Task
Render the listing from the line containing "Step 1: Look at the image. Step 2: Find suit" up to and including the line containing "[265,175,331,306]" as a Markdown table with the columns Row and Line. Omit blank lines.

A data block
• • •

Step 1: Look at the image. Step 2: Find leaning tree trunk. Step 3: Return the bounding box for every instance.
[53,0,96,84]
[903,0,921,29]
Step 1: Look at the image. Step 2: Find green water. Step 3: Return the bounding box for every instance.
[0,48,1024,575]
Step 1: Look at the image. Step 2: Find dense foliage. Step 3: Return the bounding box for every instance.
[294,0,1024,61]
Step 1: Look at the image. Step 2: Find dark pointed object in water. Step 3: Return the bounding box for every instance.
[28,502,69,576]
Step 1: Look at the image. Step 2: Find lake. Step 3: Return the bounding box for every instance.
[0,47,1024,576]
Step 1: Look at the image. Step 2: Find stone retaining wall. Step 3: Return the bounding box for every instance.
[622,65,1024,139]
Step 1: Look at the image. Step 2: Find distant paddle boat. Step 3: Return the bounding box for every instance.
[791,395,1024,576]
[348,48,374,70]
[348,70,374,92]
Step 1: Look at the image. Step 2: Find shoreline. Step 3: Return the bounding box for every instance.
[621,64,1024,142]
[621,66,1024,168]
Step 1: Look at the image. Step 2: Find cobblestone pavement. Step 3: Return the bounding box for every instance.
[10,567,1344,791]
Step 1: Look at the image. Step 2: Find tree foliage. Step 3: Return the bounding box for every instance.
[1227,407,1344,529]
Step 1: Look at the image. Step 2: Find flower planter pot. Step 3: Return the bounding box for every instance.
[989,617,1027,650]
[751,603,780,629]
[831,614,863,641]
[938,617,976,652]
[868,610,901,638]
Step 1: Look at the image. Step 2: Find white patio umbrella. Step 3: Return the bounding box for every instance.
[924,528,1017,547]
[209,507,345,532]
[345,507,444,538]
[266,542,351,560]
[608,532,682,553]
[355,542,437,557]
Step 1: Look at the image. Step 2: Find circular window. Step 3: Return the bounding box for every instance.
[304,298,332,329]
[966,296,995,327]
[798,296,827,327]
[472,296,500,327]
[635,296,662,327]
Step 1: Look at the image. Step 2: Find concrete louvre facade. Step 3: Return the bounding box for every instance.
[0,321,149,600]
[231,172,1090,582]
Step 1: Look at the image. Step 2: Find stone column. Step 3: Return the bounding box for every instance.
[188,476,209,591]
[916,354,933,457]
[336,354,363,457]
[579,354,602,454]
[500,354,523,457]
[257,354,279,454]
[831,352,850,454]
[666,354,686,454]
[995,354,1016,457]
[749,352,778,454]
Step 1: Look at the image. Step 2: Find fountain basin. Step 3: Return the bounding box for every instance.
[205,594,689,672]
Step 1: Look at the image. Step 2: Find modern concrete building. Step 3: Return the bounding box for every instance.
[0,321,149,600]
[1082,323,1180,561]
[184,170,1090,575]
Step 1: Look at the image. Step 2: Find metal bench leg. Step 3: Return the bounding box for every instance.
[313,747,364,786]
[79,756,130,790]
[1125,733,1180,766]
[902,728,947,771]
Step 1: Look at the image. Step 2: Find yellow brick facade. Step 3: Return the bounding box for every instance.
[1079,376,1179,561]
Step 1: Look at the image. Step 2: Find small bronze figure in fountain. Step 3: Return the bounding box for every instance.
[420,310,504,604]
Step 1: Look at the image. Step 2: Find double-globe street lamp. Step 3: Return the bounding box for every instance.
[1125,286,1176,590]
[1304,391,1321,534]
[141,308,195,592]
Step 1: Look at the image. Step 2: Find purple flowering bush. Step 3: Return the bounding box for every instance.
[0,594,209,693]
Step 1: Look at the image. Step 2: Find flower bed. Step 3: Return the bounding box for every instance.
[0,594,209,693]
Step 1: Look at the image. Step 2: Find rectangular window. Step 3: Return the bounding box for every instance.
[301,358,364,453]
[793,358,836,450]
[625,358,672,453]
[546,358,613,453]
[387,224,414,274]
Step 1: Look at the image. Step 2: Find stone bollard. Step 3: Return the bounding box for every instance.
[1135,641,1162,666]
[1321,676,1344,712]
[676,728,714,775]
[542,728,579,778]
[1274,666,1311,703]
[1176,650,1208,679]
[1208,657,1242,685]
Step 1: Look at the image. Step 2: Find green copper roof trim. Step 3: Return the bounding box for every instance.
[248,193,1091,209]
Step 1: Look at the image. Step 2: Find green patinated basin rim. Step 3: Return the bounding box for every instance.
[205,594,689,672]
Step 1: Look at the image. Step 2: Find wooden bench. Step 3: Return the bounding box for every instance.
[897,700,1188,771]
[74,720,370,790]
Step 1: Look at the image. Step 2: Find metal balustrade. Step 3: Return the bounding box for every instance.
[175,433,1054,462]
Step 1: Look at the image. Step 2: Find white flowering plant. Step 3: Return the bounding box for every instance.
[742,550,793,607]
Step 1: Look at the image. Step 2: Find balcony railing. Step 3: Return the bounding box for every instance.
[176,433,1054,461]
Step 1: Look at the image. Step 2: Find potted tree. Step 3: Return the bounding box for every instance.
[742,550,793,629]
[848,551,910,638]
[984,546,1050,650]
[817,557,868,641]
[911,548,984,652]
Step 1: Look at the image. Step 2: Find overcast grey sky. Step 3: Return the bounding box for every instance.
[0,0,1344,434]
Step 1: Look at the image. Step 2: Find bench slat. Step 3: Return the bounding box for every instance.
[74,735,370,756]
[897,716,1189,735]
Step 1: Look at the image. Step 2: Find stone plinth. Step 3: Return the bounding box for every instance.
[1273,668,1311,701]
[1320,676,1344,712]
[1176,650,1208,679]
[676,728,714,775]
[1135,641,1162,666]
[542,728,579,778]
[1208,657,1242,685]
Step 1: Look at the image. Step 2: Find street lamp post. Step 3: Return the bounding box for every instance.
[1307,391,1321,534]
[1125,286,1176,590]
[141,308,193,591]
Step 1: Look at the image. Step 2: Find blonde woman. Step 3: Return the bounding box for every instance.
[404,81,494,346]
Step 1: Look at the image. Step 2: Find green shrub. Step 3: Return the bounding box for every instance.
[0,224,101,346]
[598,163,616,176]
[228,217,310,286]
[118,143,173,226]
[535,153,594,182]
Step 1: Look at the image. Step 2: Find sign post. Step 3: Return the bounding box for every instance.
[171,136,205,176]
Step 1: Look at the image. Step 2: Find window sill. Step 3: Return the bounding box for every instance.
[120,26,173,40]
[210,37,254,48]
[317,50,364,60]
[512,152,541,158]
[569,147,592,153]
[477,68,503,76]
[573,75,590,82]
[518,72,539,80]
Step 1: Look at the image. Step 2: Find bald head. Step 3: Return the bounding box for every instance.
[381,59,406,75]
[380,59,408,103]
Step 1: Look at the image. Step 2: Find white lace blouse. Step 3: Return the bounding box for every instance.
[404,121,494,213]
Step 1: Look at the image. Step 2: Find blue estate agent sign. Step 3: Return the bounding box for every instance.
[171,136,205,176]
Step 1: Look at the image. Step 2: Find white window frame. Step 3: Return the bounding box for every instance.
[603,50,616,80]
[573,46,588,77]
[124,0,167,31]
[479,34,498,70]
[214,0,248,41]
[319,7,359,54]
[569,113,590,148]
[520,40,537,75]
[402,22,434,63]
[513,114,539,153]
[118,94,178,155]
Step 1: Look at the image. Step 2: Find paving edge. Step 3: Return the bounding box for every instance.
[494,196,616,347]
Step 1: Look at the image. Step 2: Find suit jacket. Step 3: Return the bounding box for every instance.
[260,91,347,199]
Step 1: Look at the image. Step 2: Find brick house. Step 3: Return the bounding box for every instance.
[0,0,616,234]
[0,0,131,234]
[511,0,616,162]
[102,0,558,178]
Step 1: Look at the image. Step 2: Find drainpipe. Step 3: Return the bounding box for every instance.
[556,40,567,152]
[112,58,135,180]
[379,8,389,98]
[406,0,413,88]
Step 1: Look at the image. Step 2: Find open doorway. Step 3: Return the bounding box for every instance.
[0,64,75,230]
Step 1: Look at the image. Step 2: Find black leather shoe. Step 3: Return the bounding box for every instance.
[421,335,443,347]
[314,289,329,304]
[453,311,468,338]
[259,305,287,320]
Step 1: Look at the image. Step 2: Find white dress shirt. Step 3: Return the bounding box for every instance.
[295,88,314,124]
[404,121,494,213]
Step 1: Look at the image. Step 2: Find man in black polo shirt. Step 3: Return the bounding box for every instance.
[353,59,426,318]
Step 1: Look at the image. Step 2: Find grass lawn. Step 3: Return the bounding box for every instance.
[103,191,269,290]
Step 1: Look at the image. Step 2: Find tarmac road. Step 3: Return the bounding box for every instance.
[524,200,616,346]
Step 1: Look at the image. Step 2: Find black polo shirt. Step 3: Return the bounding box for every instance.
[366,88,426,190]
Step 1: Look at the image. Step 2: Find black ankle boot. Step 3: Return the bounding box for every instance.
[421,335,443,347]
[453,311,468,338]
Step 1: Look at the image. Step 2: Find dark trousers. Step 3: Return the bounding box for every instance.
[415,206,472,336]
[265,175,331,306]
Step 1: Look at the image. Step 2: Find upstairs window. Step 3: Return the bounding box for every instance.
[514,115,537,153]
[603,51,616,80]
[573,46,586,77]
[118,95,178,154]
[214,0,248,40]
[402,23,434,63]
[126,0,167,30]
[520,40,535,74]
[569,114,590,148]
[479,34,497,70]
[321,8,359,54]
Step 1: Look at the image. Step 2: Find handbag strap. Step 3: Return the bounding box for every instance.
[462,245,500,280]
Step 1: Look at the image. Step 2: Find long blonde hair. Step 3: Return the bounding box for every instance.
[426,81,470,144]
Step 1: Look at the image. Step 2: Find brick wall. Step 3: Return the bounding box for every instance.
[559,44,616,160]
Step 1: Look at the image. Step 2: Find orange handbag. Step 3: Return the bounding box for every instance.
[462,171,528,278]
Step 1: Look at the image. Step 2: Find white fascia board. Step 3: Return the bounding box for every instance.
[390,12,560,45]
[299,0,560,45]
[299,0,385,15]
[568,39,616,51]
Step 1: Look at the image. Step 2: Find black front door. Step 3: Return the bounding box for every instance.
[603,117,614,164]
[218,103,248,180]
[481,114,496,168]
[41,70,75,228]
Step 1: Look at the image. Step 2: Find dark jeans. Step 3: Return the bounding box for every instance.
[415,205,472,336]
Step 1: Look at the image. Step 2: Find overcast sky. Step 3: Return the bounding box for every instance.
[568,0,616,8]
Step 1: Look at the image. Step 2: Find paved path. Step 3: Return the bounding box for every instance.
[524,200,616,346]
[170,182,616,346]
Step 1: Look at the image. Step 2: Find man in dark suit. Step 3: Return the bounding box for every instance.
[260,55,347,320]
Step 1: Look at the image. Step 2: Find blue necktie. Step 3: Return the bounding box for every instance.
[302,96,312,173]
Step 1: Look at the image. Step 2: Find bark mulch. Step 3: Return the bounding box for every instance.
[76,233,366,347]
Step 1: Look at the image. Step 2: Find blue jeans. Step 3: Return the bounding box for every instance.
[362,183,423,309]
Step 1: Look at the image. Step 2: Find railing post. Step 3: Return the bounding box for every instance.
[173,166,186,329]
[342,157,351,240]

• • •

Written reply
| Row | Line |
|---|---|
| 1 | Step 1: Look at the image. Step 2: Find suit jacket. Step 3: Return the bounding box for every instance. |
| 2 | [260,91,347,199] |
| 3 | Step 1: Look at the image. Step 2: Find brick house. Step 3: Return the bounding box for every instance. |
| 4 | [0,0,616,234] |
| 5 | [0,0,131,234] |
| 6 | [511,0,616,162] |
| 7 | [102,0,558,178] |
| 8 | Step 1: Look at the image. Step 2: Find drainpipe. Step 3: Return the bounding box for every instance. |
| 9 | [556,40,567,152] |
| 10 | [112,58,135,180] |
| 11 | [379,8,389,98] |
| 12 | [406,0,413,88] |
| 13 | Step 1: Look at the image. Step 2: Find open doorway. Step 3: Return the bounding box for every instance. |
| 14 | [0,64,75,230] |
| 15 | Step 1: Look at the image. Step 2: Find black leather shoe. Step 3: Return the bounding box for every instance. |
| 16 | [421,335,443,347] |
| 17 | [314,289,329,304] |
| 18 | [453,311,468,338] |
| 19 | [259,305,287,320] |
| 20 | Step 1: Look at the image. Step 2: Find white dress shirt. Step 3: Return the bounding box for every instance. |
| 21 | [295,88,314,124] |
| 22 | [404,121,494,213] |
| 23 | Step 1: Look at the image. Step 2: Find man in black polo shirt. Step 3: Return the bounding box for every instance. |
| 24 | [353,59,426,318] |
| 25 | Step 1: Look at the image. Step 2: Find grass lawn. Step 3: Return the bounding box for every instance. |
| 26 | [103,191,269,290] |
| 27 | Step 1: Look at the image. Step 2: Find tarmac road. Step 3: Return the bounding box for every instance. |
| 28 | [524,200,616,346] |
| 29 | Step 1: Look at the image. Step 2: Find black polo shirt. Step 3: Return the bounding box for every instance. |
| 30 | [366,88,426,190] |
| 31 | Step 1: Look at the image. Step 2: Find black ankle boot. Step 3: Return the bounding box for every instance. |
| 32 | [421,335,443,347] |
| 33 | [453,311,468,338] |
| 34 | Step 1: Look at the image. Step 2: Find dark trousers. Step 3: Return the bounding box for every instance. |
| 35 | [415,206,472,336] |
| 36 | [265,175,331,306] |